START Available data

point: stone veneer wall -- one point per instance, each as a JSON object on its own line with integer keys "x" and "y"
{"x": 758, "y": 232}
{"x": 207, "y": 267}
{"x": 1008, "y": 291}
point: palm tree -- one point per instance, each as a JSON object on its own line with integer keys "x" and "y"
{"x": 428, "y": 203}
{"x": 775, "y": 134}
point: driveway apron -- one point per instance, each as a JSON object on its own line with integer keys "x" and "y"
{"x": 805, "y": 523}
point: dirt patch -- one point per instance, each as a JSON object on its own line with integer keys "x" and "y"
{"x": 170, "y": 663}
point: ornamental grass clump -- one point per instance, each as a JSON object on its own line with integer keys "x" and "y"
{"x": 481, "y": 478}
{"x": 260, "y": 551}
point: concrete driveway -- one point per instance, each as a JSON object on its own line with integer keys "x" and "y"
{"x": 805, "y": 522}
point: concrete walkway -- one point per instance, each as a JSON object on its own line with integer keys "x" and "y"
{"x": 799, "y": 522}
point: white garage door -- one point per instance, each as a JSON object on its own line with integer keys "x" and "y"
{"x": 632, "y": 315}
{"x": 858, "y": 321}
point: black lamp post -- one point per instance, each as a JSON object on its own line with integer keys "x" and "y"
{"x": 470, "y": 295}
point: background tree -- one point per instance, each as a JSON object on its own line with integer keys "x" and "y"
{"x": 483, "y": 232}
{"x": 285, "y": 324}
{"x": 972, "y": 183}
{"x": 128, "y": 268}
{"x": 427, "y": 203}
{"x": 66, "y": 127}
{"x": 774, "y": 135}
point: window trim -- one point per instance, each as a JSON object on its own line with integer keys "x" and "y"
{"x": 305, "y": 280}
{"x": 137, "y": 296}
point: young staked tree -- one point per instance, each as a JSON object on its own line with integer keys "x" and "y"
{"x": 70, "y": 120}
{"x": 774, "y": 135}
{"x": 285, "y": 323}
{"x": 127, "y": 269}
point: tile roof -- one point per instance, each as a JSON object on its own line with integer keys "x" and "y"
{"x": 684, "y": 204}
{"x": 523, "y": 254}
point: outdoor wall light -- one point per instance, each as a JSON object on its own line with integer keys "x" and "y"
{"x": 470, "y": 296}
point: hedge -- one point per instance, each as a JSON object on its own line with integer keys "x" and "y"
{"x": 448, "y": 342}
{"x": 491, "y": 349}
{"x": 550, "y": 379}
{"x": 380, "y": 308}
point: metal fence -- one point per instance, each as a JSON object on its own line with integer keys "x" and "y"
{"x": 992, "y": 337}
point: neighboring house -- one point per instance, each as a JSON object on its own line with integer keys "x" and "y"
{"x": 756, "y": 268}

END Available data

Prompt
Reproduce each entry exactly, with nothing missing.

Response area
point: stone veneer wall -- one point per instance, each as a JSON object on its own line with integer keys "x" and "y"
{"x": 758, "y": 232}
{"x": 207, "y": 267}
{"x": 1008, "y": 291}
point: palm tree -- one point per instance, each as a JSON object on its own line with integer keys "x" and "y"
{"x": 428, "y": 203}
{"x": 775, "y": 134}
point: driveway apron -- one point per instance, each as a JSON object on its own line with integer keys "x" and "y"
{"x": 805, "y": 523}
point: dirt patch -- one point per instance, each as a JSON object on its own line with integer keys "x" and "y"
{"x": 170, "y": 663}
point: ornamental grass clump -- one point per instance, each as a JSON object on its own line with integer keys "x" and "y"
{"x": 481, "y": 478}
{"x": 260, "y": 551}
point: concrete driveway -- one point per instance, each as a JSON object on its own line with integer keys "x" and "y"
{"x": 805, "y": 522}
point: concrete walkway -- one point per instance, each as a JSON object on its own line with integer keys "x" and "y"
{"x": 799, "y": 522}
point: white garage door -- one point per instance, each as a JSON object on its own line with integer keys "x" and "y"
{"x": 632, "y": 315}
{"x": 858, "y": 321}
point: black lamp post -- one point per instance, each as a JSON object on its own line with integer keys "x" and "y"
{"x": 470, "y": 295}
point: background tree -- one point per instance, each as a JSON object on its own line with integer keys "x" and "y"
{"x": 483, "y": 232}
{"x": 285, "y": 324}
{"x": 972, "y": 183}
{"x": 128, "y": 268}
{"x": 427, "y": 203}
{"x": 66, "y": 127}
{"x": 774, "y": 135}
point: window trim -- one point per instance, each as a JSON object on its own line with integer keys "x" and "y"
{"x": 305, "y": 280}
{"x": 137, "y": 296}
point: young staked tree -- one point per instance, each as a JSON object on its own line with integer keys "x" and "y"
{"x": 70, "y": 120}
{"x": 774, "y": 135}
{"x": 285, "y": 323}
{"x": 127, "y": 269}
point: tile roof -- one point per instance, each as a JSON object on its own line with integer keys "x" and "y"
{"x": 684, "y": 204}
{"x": 523, "y": 254}
point: outdoor wall light -- one point per instance, each as a JSON object on its own line with integer keys "x" and "y"
{"x": 470, "y": 296}
point: hedge -- one point per instance, each as a JSON object on its own line with integer keys "x" and "y"
{"x": 448, "y": 342}
{"x": 491, "y": 349}
{"x": 550, "y": 379}
{"x": 380, "y": 308}
point: metal fence -- one point per instance, each as a JSON object on its own line with integer keys "x" and "y"
{"x": 992, "y": 337}
point: neighboring house -- one point per instance, each as a JSON object on its own line with integer keys "x" and "y"
{"x": 756, "y": 268}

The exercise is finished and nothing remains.